Please reproduce the following passage on the company's amounts due to the Manager, word for word and in full.

• [EXTRACT PROVIDED]
= = = = =

The company had a total of $368,860 due to the Manager or its affiliates as of June 30, 2025. This amount is net of $29,964 representing offering and other expenses that were inadvertently paid by Paign Drive rather than by the company. As of June 30, 2025, $257,582 of this amount is recorded for Series Paign Drive (including funding of a portion of the purchase price of the Paign Drive property) and $5,050 is recorded for Series Lake Overlook Drive. Once the company has raised sufficient funds through the offering of Series Interests to acquire residential properties, it expects that its capital resources would be derived from operating cash flow. In addition, $34,191 (also net of $29,964 intercompany amount) was recorded as due from related parties representing the inadvertent payment by Series Paign Drive of a portion of offering expenses that had not yet been allocated to the company or any Series.

In December 2024, the company commenced offering Series Interests pursuant to Regulation A of the Securities Act of 1933, as amended (the "Securities Act"), and has raised the following funds through the issuance of Series Interests in the below Series Interests.

= = = = =

• [SOURCE MATERIAL]
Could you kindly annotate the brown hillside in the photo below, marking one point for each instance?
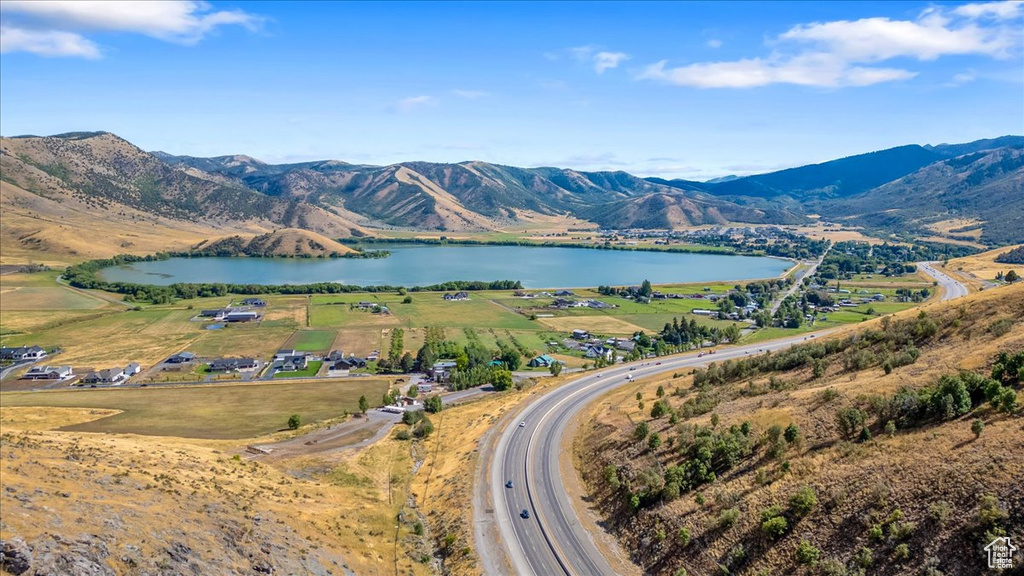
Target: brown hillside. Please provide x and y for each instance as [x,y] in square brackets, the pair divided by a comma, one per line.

= = = = =

• [RIGHT ANSWER]
The company had a total of $368,860 due to the Manager or its affiliates as of June 30, 2025. This amount is net of $29,964 representing offering and other expenses that were inadvertently paid by Paign Drive rather than by the company. As of June 30, 2025, $257,582 of this amount is recorded for Series Paign Drive (including funding of a portion of the purchase price of the Paign Drive property) and $5,050 is recorded for Series Lake Overlook Drive. Once the company has raised sufficient funds through the offering of Series Interests to acquire residential properties, it expects that its capital resources would be derived from operating cash flow. In addition, $34,191 (also net of $29,964 intercompany amount) was recorded as due from related parties representing the inadvertent payment by Series Paign Drive of a portion of offering expenses that had not yet been allocated to the company or any Series.

In December 2024, the company commenced offering Series Interests pursuant to Regulation A of the Securities Act of 1933, as amended (the "Securities Act"), and has raised the following funds through the issuance of Series Interests in the below Series Interests.